Data in this exercise.
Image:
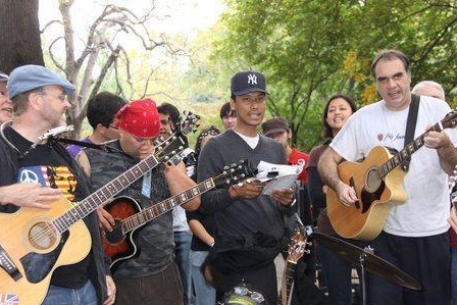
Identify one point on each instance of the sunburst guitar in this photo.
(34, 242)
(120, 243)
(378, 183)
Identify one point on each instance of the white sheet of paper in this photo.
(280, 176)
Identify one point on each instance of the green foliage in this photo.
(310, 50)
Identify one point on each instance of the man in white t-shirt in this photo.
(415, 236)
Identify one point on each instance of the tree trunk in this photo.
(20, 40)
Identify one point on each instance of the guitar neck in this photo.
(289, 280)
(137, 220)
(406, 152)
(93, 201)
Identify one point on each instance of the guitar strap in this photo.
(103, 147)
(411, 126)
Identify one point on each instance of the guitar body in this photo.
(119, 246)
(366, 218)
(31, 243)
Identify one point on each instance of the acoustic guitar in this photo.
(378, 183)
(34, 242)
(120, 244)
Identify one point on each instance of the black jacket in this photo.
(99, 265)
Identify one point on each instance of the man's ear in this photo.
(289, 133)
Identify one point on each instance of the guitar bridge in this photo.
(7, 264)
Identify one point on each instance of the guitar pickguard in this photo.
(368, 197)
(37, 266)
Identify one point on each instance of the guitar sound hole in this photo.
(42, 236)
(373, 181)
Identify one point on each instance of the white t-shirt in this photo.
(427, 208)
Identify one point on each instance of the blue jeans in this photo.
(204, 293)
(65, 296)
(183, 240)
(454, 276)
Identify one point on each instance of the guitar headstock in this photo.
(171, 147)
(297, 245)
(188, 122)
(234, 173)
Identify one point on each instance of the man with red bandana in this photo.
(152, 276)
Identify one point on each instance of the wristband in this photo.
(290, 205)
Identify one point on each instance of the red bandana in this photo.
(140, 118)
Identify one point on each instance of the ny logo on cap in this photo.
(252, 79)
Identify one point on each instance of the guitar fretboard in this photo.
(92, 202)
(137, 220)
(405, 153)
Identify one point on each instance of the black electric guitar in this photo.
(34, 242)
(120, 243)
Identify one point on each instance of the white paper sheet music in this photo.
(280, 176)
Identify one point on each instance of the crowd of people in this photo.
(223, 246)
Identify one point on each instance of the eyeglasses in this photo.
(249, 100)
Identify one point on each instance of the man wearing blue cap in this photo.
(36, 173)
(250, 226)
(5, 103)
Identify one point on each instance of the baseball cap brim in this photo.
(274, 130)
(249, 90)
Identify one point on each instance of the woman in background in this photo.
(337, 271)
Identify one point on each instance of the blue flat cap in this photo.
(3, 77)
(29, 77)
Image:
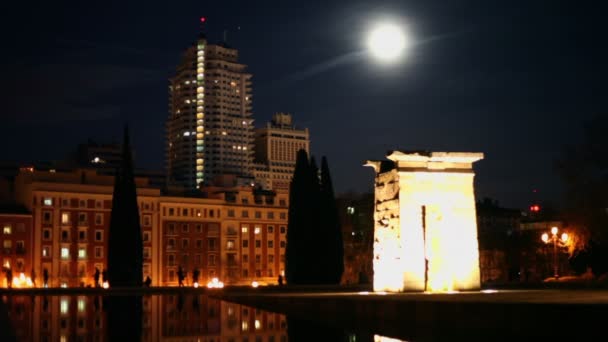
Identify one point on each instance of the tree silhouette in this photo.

Exercise. Your task is an exact transcription of all the data, minus the pictures.

Response to this task.
Image:
Identify one point on each instance of the sunburst guitar in this photo.
(34, 242)
(120, 243)
(378, 183)
Identify one point on each instance of the white sheet of paper in this photo.
(280, 176)
Identify one point on each instance of the green foliage in this photo.
(310, 50)
Identify one point on each instance of the man in white t-shirt in this photo.
(415, 236)
Identify one point on each instance of the tree trunk in this photo.
(20, 40)
Identify one point on each instance of the guitar neck in this photo.
(289, 280)
(137, 220)
(406, 152)
(93, 201)
Identify one point on each instance of the guitar strap in this photo.
(103, 147)
(411, 126)
Identify one point on each instance of the guitar body in this photo.
(119, 246)
(366, 218)
(31, 243)
Identify one point on each instance of the acoustic guitar in this photo.
(378, 183)
(34, 242)
(120, 244)
Identify one point on each instance of the black jacket in this photo.
(99, 265)
Identify one point on each instance of the man's ear in this photo.
(289, 133)
Identify one point on each instance of the guitar bridge in this photo.
(7, 264)
Identify one point on each instance of the guitar pickguard in this photo.
(368, 197)
(37, 266)
Identify one point on each instance of the guitar sound hole in this photo.
(42, 236)
(373, 181)
Identify one point on each instance of the white t-shirt in this photo.
(427, 208)
Identify one point on each instance of the blue jeans in this photo.
(204, 293)
(65, 296)
(183, 240)
(454, 276)
Identify one point on each instance of the guitar headstock in this photo.
(171, 147)
(297, 245)
(188, 122)
(234, 173)
Identify one point on each instance of the man with red bandana in this photo.
(152, 276)
Identify one point on each instance of the wristband in this photo.
(290, 205)
Identify one point on each instance of the red bandana in this photo.
(140, 118)
Identify one point on each instance of the ny logo on cap in this photo.
(252, 79)
Identify one point on each instance of the guitar fretboard in this photo.
(92, 202)
(137, 220)
(405, 153)
Identify one point on each instance of the black electric guitar in this photo.
(34, 242)
(120, 243)
Identify one point on each instance of the white paper sheet music in this photo.
(280, 176)
Identify one point on each instance of the crowd of people in this photo.
(223, 246)
Identify one point on each instance of the eyeglasses in this photo.
(249, 100)
Identify one point on each instance of the man wearing blue cap in this photo.
(36, 173)
(250, 226)
(5, 103)
Identify one point on each instance of the baseball cap brim in this photo.
(274, 130)
(249, 90)
Identify one point on each instance of the woman in background in this photo.
(337, 271)
Identify one point on each instance of the blue flat cap in this photo.
(3, 77)
(29, 77)
Image:
Identify one point on each instance of the tree silhouette in this photo.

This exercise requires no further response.